* start Material supplied *

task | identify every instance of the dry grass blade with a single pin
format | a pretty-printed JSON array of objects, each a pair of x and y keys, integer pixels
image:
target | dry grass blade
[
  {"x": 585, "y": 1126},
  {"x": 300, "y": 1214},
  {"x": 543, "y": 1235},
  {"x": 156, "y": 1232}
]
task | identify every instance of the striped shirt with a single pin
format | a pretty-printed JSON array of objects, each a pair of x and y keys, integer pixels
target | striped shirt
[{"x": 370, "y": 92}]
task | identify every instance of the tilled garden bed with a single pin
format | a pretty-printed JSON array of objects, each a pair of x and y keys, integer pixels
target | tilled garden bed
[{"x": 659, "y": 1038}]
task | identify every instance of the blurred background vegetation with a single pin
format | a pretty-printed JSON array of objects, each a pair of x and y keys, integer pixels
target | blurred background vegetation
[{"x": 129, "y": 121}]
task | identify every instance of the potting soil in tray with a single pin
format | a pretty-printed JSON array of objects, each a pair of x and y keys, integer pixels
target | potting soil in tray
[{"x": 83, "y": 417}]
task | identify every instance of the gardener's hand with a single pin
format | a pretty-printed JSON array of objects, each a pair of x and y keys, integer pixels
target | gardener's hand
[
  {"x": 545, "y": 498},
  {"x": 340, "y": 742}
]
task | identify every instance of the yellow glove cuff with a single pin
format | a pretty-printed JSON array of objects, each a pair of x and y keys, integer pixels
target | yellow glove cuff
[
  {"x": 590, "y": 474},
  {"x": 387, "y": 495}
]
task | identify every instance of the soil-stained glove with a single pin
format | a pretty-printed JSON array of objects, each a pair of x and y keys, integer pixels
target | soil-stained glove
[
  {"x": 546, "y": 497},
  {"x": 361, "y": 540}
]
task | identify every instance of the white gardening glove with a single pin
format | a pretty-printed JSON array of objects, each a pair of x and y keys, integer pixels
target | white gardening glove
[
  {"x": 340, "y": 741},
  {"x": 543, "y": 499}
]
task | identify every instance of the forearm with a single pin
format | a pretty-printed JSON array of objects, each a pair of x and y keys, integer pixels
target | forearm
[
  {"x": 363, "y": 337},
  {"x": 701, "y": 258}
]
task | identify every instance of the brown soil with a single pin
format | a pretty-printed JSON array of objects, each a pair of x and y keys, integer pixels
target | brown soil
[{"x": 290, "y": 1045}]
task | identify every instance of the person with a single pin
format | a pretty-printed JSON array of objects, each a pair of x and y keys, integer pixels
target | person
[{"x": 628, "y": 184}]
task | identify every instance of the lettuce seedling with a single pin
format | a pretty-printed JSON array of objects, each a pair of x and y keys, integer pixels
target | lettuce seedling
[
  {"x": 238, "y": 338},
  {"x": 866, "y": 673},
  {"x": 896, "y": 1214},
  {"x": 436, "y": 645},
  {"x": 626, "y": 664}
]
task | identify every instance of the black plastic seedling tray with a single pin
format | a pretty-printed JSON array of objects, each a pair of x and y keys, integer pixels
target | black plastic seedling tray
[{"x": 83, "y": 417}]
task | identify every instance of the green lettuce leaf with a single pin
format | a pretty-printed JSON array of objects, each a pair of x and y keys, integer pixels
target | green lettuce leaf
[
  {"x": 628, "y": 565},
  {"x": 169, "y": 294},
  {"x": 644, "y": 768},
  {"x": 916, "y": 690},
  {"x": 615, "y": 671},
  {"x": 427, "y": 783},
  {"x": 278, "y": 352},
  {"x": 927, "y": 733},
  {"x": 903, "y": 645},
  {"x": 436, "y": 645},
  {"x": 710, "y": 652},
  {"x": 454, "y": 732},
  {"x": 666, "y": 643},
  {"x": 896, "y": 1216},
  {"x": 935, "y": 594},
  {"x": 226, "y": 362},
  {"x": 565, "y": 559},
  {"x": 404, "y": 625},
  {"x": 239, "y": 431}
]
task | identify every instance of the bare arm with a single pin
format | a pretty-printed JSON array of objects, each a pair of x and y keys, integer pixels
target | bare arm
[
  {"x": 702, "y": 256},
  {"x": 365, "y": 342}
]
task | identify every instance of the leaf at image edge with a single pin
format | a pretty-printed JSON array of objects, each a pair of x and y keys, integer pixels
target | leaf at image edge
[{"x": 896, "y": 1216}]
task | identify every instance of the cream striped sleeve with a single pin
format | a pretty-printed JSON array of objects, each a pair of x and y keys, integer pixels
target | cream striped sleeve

* end Material supplied *

Rewrite the listing above, replacing every occurrence of "integer pixels" with "whole-number pixels" and leaving everything else unchanged.

◆ **Complete answer**:
task | identify every instance of the dry grass blade with a single pin
format | a pretty-printed JSON array of objects, each a pair of x and y keys, whole-number pixels
image:
target | dry grass blade
[
  {"x": 585, "y": 1126},
  {"x": 300, "y": 1214},
  {"x": 543, "y": 1235},
  {"x": 156, "y": 1232}
]
task | identify every instance of the striped shirt with a single pin
format | a pretty-printed JSON array of objects, each a pair of x and y keys, whole-number pixels
target | striped shirt
[{"x": 370, "y": 92}]
task | identify every instance of the tilled garden bed with a single pin
format | a pretty-printed JSON array of objects, each a pair of x and y keys, whole-number pixels
target | tilled garden bed
[{"x": 659, "y": 1038}]
task | identify every instance of the blurred background vegetation with a single pin
format | a pretty-printed JSON array of objects, each a pair of x and y keys, whole-number pixels
target | blurred background vegetation
[{"x": 129, "y": 121}]
task | identify every instance of the potting soil in tray with a single pin
format | a pretty-printed JSON array of objects, each a pair of x and y keys, whole-number pixels
target | potting soil in tray
[{"x": 83, "y": 417}]
task | identify every instance of the gardener's hand with a single pin
format | a pretty-printed JSON array of objects, each a pair of x and y keys, whole-number pixels
target | gardener's hand
[
  {"x": 545, "y": 498},
  {"x": 340, "y": 742}
]
task | identify every instance of the yellow glove cuff with a single pin
format | a pretty-printed JSON array of objects, each a pair of x and y keys, whole-number pixels
target | yellow glove cuff
[
  {"x": 590, "y": 474},
  {"x": 387, "y": 495}
]
task | identify every instance of the soil-stained glove with a single pin
format | a pretty-printed JSON array of objects, each a pair of x and y keys, whole-number pixels
target | soil-stained glove
[
  {"x": 546, "y": 497},
  {"x": 361, "y": 540}
]
task | identify every instance of the white gardening glove with a single pin
format | a pretty-printed JSON array of objects, each a pair of x and y keys, whole-number pixels
target | white gardening glove
[
  {"x": 340, "y": 741},
  {"x": 543, "y": 499}
]
task | identify every instance of the forearm with a single pin
format | a pretty-printed JSON array of objects, each a pair of x and y keys, whole-number pixels
target | forearm
[
  {"x": 363, "y": 337},
  {"x": 701, "y": 258}
]
task | identify every instance of the brown soil with a single pin
format | a pretty-printed JSON array of objects, each a pair of x and y keys, whole-number pixels
target | brown soil
[{"x": 290, "y": 1045}]
task | identify every instance of the person with a single pin
format | a pretty-printed JSON array of objects, each a pair of x and y keys, whole-number pixels
target | person
[{"x": 628, "y": 184}]
task | identify every instance of the lettuce seedling with a single pin
format | a pretty-printed JSON array of objects, each a pair of x and y keys, whole-number pixels
target | lettuce seedling
[
  {"x": 238, "y": 338},
  {"x": 866, "y": 673},
  {"x": 896, "y": 1214},
  {"x": 436, "y": 645},
  {"x": 626, "y": 664}
]
task | identify every instance of the black plastic seedling tray with a single pin
format | a pretty-printed JSON array of objects, each a pair of x and y keys, whole-number pixels
target | black plastic seedling tray
[{"x": 83, "y": 417}]
task | identify every instance of the green lettuce leaf with a single pin
format | a pretty-printed JSON array of objects, each a pair of x and y keys, whole-number pixels
target | green lettuce leaf
[
  {"x": 628, "y": 565},
  {"x": 169, "y": 294},
  {"x": 644, "y": 768},
  {"x": 916, "y": 690},
  {"x": 615, "y": 671},
  {"x": 427, "y": 783},
  {"x": 278, "y": 352},
  {"x": 927, "y": 733},
  {"x": 903, "y": 645},
  {"x": 436, "y": 645},
  {"x": 710, "y": 652},
  {"x": 454, "y": 732},
  {"x": 666, "y": 643},
  {"x": 896, "y": 1216},
  {"x": 935, "y": 594},
  {"x": 226, "y": 362},
  {"x": 565, "y": 559},
  {"x": 404, "y": 625},
  {"x": 239, "y": 431}
]
task | identify every instance of the bare arm with a single pin
format | a pretty-printed JSON array of objects, each a pair of x and y keys, whole-number pixels
target | bare arm
[
  {"x": 702, "y": 256},
  {"x": 365, "y": 342}
]
task | identify every instance of the leaf at image edge with a single pin
format | a pretty-printed JSON array of objects, each a pair of x and y keys, whole-number pixels
target | leaf at image edge
[{"x": 896, "y": 1216}]
task | identify every instance of the cream striped sleeve with a single pin
format | a pretty-printed JSON array of objects, each a pair of x and y keys, whole-number pixels
target | cream striped sleeve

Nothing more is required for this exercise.